• PAGE EXTRACT:
And then he throws in a little flag waving to get you to pull out your credit card…

“In other words, the moment the first ounce comes out of the ground, America will become one of the world’s top producers of lithium.

“Make no mistake, this is a powerful one-two punch for patriotic investors who are passionate about making America great again.”

What else do we learn about this project? One more hint…

“… already one of the most advanced lithium projects currently under development with $100 million invested and permitted for construction”

The U.S. has pretty abundant lithium resources, but not much production — partly because the salt brines of the Andes and the spodumene projects in Australia have been cheaper and easier to permit and build. So which one is this?

Thinkolator sez Leeb is hinting at the Thacker Pass project in northern Nevada, which is owned by Lithium Americas (LAC). That is indeed a project they’ve spent about $100 million exploring and planning over the past decade, it did just receive a permit in January from the Feds (though some more permitting will come later this year), and LAC does claim a resource of six million tonnes of lithium carbonate at Thacker, which would be in the neighborhood of 12 billion pounds.

Lithium Americas is perhaps a little more focused on their large project in Argentina at the moment, that’s a joint venture (with Ganfeng Lithium) to develop the Cauchari-Olaroz lihtium brine project — Cauchari is already partly built and should begin commercial production in the middle of next year, with a further expansion to that project already planned, so they should see revenue in 2023 or 2024 (this is a salt brine evaporation project, like the huge SQM and Albemarle salt ponds in Chile’s Atacama desert, so once the ponds are flooded with brine and the infrastructure is ready, it will probably take 18 months or so to extract their first lithium for sale).

But that’s a joint venture, and the startup and construction is largely paid for (partly with debt), the next big catalyst will be trying to get construction started at Thacker Pass, which LAC owns by itself, and that could happen fairly soon. They have raised about $500 million in equity, they have at least a “record of decision” permit from the Feds and water rights secured for their first phase, and the project is not terribly remote (there’s a highway and electricity nearby), and they expect it to be fairly low cost, with operating costs of about $4,000/tonne, so it’s likely they could get debt financing as well (lithium carbonate pricing depends a lot on where it’s being shipped and often trades on long term contracts, but the spot price in China has ranged from about $7,000-15,000/tonne over the past couple years). There seems to be some local concern about the project, which requires open-pit mining of lithium-rich clays and an acid leach extraction process, in addition to always controversial water usage, but it’s also an economically depressed area, so the 40+ year project is probably also appealing for job creation and economic activity.

• INFORMATION GIVEN:
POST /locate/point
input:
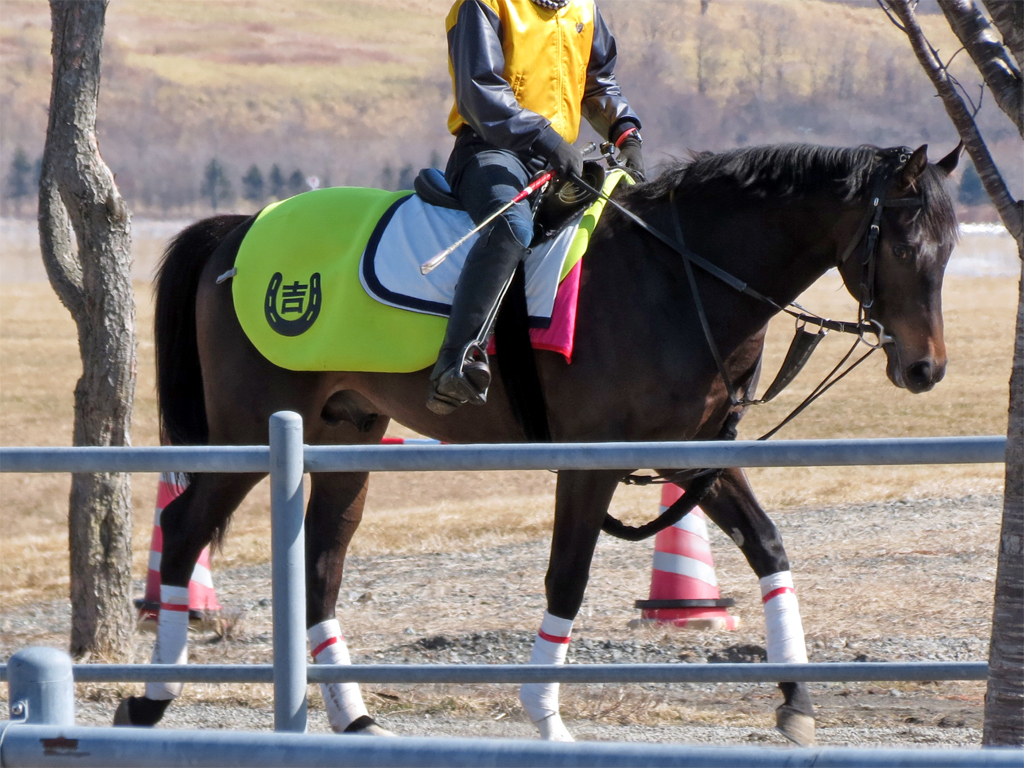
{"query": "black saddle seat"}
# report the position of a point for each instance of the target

--

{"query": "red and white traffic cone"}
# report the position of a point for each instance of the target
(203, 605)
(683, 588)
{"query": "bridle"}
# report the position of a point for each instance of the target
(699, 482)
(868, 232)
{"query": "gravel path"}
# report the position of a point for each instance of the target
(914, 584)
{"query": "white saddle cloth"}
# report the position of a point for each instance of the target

• GIVEN EXERCISE 1: In the lithium article, which company owns the Thacker Pass project?
• GIVEN EXERCISE 2: List every company named in the lithium article.

• TASK ANSWER 1: Lithium Americas (LAC)

• TASK ANSWER 2: Lithium Americas (LAC), Ganfeng Lithium, SQM, Albemarle